Vorliegender Auszug
Staatstheorie von Hannah Arendt und Thomas Hobbes im Vergleich

3 Antworten

So wie ich es verstanden habe trennt Arendt Gewalt und Macht in dem Sinne, dass ersteres etwas "zufälliges, willkürliches" an sich hat, Mittel verwendet werden müssen, während Macht die Legitimation des Volkes, der Mehrheit hat. 

Arendt führt aus, dass einer Regierung nur durch Unterstützung und Zustimmung des Volkes Macht verliehen werde. Sobald die Unterstützung des Volkes wegfalle, zerfallen auch die politischenInstitutionen und damit der Staat (vgl. Arendt 2006: 42). Macht hänge laut Arendt von Zahlen ab (die Mehrheit hat die Macht), wobei sich die Gewalt Gewaltmitteln bedienen müsse. Dies sei laut Arendt der entscheidende Unterschied zwischen den beiden Termini (vgl. Arendt 2006: 43). Arendt definiert schließlich wie folgt:

Macht sei nicht das Handeln an sich, sondern das Handeln im Einvernehmen mit anderen. „Über Macht verfügt niemals ein Einzelner; sie ist im Besitz einer Gruppe und bleibt nur so lange existent, als die Gruppe zusammenhält" (Arendt 2006: 45). Macht sei im Gegensatz zu Gewalt ein Selbstzweck. Sie bedürfe keiner Rechtfertigung, jedoch der Legitimierung. Gewalt sei durch ihren instrumentalen Charakter gekennzeichnet. Sie bedürfe immer eines Zwecks und müsse sich zur Durchsetzung Gewaltmitteln bedienen. Gewalt könne gerechtfertigt, jedoch niemals legitim sein (vgl. Arendt 2006: 53). Treten Macht und Gewalt, wie es üblicherweise der Fall sei, in kombinierter Form auf, sei letztendlich die Macht das Ausschlaggebende (vgl. Arendt 2006: 53). Treten diese jedoch, wie es in seltenen Fällen geschehe, in Reinform auf (Bsp. Gewaltherrschaft), könne Gewalt Macht vernichten, denn gegen Gewaltmittel könne auch die größte Macht nichts ausrichten. Allerdings könne Gewalt keine neue Macht erzeugen und sei zum Scheitern verurteilt.

Aufgabenstellung
**a)** Beantworte anhand des Auszugs zu Arendts Unterscheidung von Macht und Gewalt die folgenden Fragen:
(i) Wodurch wird einer Regierung laut Arendt Macht verliehen?
(ii) Wovon hängt Macht laut Arendt ab?
(iii) Was kann Gewalt laut Arendt nicht erzeugen?
**b)** Welche verschiedenen Seitenzahlen werden im Auszug zu Arendts Unterscheidung von Macht und Gewalt als Belege aus „Arendt 2006“ angegeben? Nenne jede Seitenzahl einmal.

Datenauszüge
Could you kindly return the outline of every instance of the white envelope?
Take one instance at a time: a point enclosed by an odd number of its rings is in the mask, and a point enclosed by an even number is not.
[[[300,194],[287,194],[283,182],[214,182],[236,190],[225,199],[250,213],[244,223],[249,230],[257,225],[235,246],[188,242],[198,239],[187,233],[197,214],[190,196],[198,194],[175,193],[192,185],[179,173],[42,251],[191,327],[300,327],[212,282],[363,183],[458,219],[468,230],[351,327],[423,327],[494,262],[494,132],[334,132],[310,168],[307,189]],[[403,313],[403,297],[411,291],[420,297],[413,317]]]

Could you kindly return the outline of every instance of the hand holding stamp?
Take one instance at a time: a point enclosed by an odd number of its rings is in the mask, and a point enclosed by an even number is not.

---

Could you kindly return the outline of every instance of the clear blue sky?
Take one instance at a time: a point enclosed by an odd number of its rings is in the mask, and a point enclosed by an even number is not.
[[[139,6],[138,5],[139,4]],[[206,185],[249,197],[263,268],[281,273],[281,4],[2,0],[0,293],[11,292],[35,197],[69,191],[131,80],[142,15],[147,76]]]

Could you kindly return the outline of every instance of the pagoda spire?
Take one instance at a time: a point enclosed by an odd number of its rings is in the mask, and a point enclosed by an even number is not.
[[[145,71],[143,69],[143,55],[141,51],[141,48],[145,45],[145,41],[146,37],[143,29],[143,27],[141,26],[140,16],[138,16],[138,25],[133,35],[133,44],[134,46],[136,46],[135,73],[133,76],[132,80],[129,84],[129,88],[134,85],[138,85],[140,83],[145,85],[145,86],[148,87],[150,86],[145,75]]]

Lösungen im Einzelnen
**a)**
(i) Durch die Unterstützung und Zustimmung des Volkes.
(ii) Von Zahlen, denn die Mehrheit hat die Macht.
(iii) Gewalt kann keine neue Macht erzeugen.

**b)** 42, 43, 45, 53